INPUT DATA:
START

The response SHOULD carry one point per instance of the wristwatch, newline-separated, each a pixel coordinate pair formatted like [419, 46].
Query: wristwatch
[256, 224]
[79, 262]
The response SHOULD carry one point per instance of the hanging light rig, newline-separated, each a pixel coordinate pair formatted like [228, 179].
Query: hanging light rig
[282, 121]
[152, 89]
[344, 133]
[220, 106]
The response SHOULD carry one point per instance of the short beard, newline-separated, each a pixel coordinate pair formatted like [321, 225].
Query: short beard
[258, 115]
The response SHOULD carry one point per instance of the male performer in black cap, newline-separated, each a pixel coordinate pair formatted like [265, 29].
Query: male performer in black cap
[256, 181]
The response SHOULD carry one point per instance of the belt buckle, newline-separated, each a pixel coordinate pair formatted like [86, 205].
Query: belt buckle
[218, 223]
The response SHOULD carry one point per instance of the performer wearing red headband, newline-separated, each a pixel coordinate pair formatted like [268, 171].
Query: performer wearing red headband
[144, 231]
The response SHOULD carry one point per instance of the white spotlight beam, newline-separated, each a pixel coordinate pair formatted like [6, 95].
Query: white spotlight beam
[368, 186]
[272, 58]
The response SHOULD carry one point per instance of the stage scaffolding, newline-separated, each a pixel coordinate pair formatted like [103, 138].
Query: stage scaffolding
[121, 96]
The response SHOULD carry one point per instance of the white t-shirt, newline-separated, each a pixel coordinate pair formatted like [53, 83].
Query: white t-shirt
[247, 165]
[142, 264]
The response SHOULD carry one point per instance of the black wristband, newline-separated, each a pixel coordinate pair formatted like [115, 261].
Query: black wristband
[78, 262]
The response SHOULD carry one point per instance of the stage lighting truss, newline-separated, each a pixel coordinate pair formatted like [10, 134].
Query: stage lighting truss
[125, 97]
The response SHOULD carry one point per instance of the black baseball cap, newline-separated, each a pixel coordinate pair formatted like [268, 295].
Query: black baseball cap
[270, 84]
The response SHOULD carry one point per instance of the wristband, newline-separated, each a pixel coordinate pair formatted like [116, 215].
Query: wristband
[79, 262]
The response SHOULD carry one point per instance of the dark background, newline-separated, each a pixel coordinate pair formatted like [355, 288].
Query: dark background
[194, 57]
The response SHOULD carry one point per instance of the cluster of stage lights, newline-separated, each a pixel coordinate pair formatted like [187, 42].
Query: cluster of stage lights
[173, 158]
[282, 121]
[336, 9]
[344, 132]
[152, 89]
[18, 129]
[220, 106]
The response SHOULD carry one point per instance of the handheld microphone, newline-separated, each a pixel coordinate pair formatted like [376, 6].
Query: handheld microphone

END

EXERCISE INSTRUCTIONS: Reproduce all of the records, substituting "MUST" for every occurrence of "SHOULD" and leaving everything else as it is.

SOLUTION TO THIS EXERCISE:
The response MUST carry one point per instance of the wristwatch, newline-separated, each a pixel coordinate pair formatted like [419, 46].
Query: wristwatch
[256, 224]
[79, 262]
The response MUST carry one point per instance of the hanging light rig, newline-separated, each a pixel coordinate pair formatted like [228, 179].
Query: hanging light rig
[282, 121]
[152, 89]
[344, 133]
[220, 106]
The response MUST carry one point per instance of the short beard, newline-separated, each a pixel coordinate pair formatted like [321, 225].
Query: short beard
[258, 115]
The response MUST carry one point per instance of the male performer in black cap, newline-separated, each a pixel coordinate pair formatted like [265, 29].
Query: male performer in black cap
[256, 181]
The response MUST carry one point per instance of the belt buckle, newline-separated, each a pixel coordinate pair formatted like [86, 205].
Query: belt buckle
[218, 223]
The response MUST carry one point per instance of the performer wearing red headband, newline-separated, each a pixel coordinate pair formatted like [268, 171].
Query: performer wearing red headband
[144, 231]
The response MUST carry one point per instance of the white spotlight beam, newline-separated, each a pixel coordinate pair formatted like [6, 95].
Query: white spotlight beam
[368, 186]
[272, 58]
The response MUST carry one point per instance of the stage scaffolding, newline-separated, each a pixel coordinate pair formatted like [103, 138].
Query: stage scaffolding
[121, 96]
The response MUST carry one point per instance of the white t-shirt, newline-separated, each a pixel coordinate pair formatted like [53, 83].
Query: white t-shirt
[247, 165]
[142, 264]
The response MUST carry one point per instance of the black wristband, newline-separated, each a pixel coordinate pair formatted like [115, 261].
Query: black wristband
[78, 262]
The response MUST carry one point per instance of the stage lighting truss, newline-separated, each a pixel coordinate pair formatted like [10, 134].
Query: stage lighting truss
[125, 97]
The response MUST carry one point per instance of the black baseball cap, newline-separated, each a pixel coordinate pair formatted like [268, 295].
Query: black baseball cap
[270, 84]
The response MUST carry one point per instance of the wristband, newline-separated, each a pixel coordinate pair formatted like [116, 215].
Query: wristband
[79, 262]
The response MUST carry one point per instance of the dark background, newline-separated, each a pixel coordinate pair formatted like [355, 288].
Query: dark background
[194, 57]
The response MUST carry one point per instance of the cluster of stage lights, newline-separated, each a pixel coordinate pair formatted like [187, 42].
Query: cluster of stage lights
[173, 158]
[282, 121]
[336, 9]
[344, 132]
[152, 89]
[18, 129]
[220, 106]
The response MUST carry one point per instance of the handheld microphone, newline-separated, each a pixel coordinate pair formatted like [376, 6].
Query: handheld microphone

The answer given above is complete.